● **What you are asked to do**
Only one stretch of the data below is wanted: the lines starting at the one with "<point>264,196</point>" and ending at the one with "<point>178,40</point>", both included, given again exactly.

● **Items from a dataset**
______
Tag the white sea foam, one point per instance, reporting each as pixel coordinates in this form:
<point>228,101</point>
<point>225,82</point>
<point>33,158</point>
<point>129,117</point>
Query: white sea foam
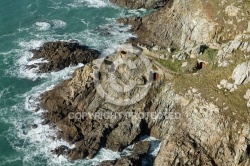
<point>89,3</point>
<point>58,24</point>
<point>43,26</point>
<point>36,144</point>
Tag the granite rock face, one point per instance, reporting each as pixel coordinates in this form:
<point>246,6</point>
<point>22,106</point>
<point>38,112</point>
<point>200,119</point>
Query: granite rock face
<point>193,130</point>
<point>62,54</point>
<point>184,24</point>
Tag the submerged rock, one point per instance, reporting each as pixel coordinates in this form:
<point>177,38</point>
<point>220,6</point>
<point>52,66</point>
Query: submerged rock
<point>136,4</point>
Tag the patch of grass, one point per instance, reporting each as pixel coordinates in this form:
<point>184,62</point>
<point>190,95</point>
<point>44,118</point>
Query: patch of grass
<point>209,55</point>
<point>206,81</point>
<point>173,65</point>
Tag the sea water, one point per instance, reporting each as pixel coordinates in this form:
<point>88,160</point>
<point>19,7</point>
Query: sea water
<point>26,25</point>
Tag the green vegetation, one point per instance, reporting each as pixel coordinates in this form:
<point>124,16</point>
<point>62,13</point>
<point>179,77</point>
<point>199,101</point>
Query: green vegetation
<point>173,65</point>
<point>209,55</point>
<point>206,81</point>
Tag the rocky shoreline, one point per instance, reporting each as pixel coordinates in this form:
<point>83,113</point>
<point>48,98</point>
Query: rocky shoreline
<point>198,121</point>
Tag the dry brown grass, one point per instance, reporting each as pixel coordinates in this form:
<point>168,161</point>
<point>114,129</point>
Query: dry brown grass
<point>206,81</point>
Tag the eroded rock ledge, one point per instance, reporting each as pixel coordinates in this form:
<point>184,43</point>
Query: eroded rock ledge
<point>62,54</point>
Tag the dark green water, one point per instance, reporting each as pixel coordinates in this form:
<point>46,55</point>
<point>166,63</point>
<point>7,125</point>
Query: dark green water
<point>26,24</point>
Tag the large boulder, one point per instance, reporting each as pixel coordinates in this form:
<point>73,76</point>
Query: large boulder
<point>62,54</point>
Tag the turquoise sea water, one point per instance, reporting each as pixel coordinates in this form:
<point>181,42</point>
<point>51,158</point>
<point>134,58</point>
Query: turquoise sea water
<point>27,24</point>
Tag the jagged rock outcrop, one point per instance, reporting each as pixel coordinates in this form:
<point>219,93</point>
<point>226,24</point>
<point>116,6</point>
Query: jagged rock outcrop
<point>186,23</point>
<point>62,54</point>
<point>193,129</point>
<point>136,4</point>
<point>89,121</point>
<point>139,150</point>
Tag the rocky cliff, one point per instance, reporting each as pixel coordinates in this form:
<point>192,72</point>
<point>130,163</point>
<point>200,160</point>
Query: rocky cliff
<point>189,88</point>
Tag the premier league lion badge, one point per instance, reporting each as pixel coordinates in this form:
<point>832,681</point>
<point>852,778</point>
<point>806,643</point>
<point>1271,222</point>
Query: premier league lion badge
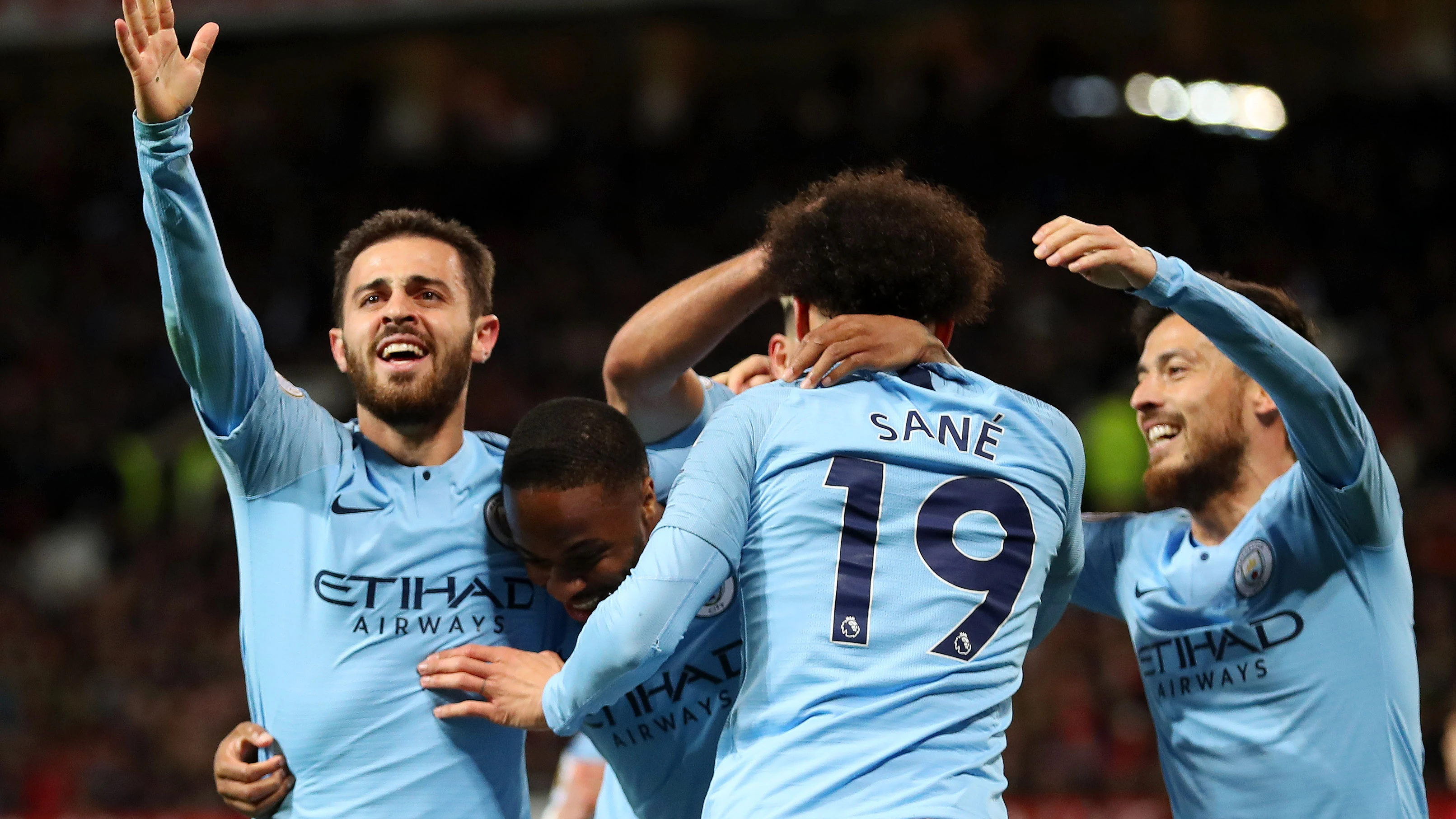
______
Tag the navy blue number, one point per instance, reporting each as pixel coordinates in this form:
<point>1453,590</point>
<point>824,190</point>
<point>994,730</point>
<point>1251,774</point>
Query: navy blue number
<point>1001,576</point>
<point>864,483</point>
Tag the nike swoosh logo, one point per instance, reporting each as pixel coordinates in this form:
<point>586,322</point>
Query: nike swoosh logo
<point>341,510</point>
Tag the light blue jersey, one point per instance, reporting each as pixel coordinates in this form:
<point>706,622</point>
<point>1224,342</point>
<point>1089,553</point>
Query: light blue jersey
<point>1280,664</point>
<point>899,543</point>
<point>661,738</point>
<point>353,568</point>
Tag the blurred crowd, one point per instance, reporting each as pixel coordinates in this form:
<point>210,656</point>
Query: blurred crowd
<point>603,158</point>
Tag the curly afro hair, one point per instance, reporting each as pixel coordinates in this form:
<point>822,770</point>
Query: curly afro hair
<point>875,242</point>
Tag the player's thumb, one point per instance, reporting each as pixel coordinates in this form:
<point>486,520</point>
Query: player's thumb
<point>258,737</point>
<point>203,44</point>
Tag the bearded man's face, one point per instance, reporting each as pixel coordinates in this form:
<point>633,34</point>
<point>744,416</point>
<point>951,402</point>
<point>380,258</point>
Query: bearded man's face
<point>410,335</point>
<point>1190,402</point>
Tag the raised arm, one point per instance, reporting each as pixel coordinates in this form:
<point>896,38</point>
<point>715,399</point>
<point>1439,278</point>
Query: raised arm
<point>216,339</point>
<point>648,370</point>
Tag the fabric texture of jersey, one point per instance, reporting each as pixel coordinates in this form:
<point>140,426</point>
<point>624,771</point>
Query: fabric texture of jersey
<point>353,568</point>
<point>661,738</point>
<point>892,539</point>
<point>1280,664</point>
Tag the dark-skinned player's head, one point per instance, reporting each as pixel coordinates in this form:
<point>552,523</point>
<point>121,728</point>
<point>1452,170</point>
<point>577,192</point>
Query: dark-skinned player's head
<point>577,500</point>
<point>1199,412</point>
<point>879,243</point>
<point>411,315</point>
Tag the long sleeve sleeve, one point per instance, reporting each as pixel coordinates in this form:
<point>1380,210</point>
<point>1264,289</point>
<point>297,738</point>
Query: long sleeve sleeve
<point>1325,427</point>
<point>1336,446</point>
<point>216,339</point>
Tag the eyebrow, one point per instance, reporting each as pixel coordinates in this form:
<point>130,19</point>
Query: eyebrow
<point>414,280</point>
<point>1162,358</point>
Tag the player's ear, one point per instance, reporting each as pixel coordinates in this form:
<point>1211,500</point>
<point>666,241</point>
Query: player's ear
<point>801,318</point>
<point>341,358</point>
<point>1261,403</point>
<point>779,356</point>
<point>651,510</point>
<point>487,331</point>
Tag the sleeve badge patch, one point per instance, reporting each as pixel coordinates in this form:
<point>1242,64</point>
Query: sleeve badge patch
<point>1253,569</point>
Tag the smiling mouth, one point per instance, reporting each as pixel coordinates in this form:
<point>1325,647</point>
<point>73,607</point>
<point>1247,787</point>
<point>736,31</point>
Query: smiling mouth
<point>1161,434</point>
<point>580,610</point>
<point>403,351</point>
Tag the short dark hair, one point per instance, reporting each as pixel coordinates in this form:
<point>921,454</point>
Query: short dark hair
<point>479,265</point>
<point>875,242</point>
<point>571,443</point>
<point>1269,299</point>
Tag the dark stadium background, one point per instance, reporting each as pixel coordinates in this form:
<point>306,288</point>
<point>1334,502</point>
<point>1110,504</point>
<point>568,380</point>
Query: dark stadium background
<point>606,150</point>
______
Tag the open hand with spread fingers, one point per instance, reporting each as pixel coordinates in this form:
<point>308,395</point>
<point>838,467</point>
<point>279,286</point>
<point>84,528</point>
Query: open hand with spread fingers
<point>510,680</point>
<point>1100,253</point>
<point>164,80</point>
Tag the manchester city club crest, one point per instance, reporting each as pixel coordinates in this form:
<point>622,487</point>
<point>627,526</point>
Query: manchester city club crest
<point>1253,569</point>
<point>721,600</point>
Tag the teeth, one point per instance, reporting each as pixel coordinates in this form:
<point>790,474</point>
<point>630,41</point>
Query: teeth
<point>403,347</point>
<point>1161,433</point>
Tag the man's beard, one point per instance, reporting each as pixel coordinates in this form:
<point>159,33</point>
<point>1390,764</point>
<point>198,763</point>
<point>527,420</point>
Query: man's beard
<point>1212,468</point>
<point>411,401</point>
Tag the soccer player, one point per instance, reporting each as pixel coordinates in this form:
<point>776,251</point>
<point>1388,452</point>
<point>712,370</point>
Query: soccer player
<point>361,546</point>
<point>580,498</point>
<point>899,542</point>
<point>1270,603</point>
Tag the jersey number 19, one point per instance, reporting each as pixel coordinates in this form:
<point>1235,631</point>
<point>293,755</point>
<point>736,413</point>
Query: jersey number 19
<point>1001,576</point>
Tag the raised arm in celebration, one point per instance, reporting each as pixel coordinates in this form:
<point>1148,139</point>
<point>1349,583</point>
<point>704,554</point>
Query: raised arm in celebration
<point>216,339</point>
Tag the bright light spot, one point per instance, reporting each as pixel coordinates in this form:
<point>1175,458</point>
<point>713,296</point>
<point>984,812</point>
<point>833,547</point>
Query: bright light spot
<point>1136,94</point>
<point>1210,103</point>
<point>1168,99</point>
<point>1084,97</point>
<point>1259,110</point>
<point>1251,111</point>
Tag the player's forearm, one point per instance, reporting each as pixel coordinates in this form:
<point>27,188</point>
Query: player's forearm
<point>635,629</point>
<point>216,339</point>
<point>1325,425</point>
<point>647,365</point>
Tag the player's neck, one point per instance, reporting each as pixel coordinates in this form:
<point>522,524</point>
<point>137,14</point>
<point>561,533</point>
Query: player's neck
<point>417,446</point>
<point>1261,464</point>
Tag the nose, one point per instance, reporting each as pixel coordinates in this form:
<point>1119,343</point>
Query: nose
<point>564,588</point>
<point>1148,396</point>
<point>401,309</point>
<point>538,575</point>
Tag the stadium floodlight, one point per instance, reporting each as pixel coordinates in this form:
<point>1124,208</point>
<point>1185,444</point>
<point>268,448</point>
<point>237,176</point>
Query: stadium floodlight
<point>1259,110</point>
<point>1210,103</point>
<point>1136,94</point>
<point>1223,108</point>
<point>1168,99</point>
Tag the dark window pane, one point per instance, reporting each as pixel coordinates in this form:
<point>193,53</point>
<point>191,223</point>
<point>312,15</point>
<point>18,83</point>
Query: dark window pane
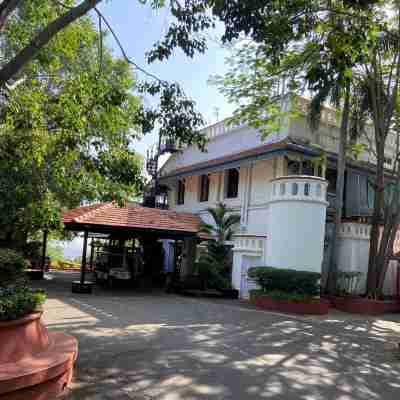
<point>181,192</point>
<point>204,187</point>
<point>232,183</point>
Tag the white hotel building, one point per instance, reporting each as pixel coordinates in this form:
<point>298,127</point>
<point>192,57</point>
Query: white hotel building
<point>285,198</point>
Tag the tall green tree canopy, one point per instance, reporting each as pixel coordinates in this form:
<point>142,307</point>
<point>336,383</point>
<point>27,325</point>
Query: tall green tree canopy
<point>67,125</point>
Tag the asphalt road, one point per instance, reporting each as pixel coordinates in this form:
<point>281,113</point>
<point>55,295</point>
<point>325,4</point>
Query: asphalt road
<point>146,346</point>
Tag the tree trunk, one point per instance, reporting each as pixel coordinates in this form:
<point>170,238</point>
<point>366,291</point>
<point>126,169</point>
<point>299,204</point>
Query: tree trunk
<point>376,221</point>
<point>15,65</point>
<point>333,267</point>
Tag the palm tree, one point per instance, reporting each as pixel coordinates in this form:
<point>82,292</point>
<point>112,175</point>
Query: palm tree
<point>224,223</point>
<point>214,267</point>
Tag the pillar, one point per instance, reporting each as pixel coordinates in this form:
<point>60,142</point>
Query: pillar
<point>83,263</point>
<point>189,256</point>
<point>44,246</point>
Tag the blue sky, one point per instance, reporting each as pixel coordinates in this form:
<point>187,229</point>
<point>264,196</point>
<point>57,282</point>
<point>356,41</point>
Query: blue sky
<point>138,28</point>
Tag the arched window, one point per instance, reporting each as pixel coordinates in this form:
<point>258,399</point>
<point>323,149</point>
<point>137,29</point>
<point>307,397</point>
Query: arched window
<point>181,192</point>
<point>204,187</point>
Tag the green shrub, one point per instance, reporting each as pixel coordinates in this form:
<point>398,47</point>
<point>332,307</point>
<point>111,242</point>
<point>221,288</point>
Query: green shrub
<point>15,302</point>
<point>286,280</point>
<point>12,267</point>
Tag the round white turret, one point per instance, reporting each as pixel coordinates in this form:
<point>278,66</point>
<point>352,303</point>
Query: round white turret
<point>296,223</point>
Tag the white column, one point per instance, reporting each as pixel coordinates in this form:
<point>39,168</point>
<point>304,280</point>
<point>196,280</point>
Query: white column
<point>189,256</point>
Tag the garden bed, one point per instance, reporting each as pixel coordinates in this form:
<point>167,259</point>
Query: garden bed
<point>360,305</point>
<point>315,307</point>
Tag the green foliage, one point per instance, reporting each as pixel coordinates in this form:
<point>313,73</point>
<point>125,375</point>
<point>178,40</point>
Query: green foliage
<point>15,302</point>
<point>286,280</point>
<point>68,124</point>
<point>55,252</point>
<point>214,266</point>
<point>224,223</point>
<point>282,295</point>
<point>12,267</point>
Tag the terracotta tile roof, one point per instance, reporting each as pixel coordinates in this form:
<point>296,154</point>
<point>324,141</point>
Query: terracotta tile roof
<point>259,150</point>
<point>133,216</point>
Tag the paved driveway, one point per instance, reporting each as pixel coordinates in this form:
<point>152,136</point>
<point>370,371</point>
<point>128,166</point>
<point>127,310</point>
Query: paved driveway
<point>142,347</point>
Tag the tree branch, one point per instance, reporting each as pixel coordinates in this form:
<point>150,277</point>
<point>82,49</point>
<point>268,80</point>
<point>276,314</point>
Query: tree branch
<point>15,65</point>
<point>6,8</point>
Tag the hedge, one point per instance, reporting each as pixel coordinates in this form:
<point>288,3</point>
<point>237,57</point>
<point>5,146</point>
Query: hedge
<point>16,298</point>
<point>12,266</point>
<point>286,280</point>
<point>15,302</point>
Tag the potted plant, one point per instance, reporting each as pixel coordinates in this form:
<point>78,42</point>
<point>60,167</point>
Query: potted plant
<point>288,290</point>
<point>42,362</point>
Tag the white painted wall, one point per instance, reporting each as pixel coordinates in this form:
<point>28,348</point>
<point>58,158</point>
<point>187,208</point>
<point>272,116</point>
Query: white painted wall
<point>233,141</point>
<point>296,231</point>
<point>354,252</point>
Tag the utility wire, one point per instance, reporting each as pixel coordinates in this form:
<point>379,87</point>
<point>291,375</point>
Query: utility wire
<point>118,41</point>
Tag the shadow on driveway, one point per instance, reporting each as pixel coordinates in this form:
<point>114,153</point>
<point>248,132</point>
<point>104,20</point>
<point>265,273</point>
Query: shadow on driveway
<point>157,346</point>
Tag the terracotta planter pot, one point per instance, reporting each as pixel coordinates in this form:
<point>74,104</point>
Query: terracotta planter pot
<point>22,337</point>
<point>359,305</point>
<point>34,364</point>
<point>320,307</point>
______
● **Answer**
<point>264,196</point>
<point>57,282</point>
<point>356,41</point>
Query: blue sky
<point>138,28</point>
Tag the arched window, one point per instance, reporting each as pixel coordinates in this form:
<point>258,399</point>
<point>323,149</point>
<point>137,29</point>
<point>307,397</point>
Query: arched window
<point>181,192</point>
<point>204,187</point>
Tag the green shrub, one point per instance, reporting each as pixel coordinates in this form:
<point>398,47</point>
<point>332,307</point>
<point>111,242</point>
<point>221,288</point>
Query: green shrub
<point>15,302</point>
<point>286,280</point>
<point>12,267</point>
Tag the round white turret, one point per instance, reporting each as pixel coordinates in this form:
<point>278,66</point>
<point>352,303</point>
Query: round white turret
<point>296,223</point>
Tag the white column, one point per instance, reporting each as pixel coordinates in this form:
<point>39,168</point>
<point>304,280</point>
<point>196,280</point>
Query: white column
<point>189,256</point>
Tag the garden bed, one point per instance, reporting each as pixel coordinates in this form:
<point>167,259</point>
Query: garden bed
<point>360,305</point>
<point>315,307</point>
Tag the green foliage, one point per instance, reporting each as pixel coordinates in this form:
<point>313,73</point>
<point>125,375</point>
<point>178,40</point>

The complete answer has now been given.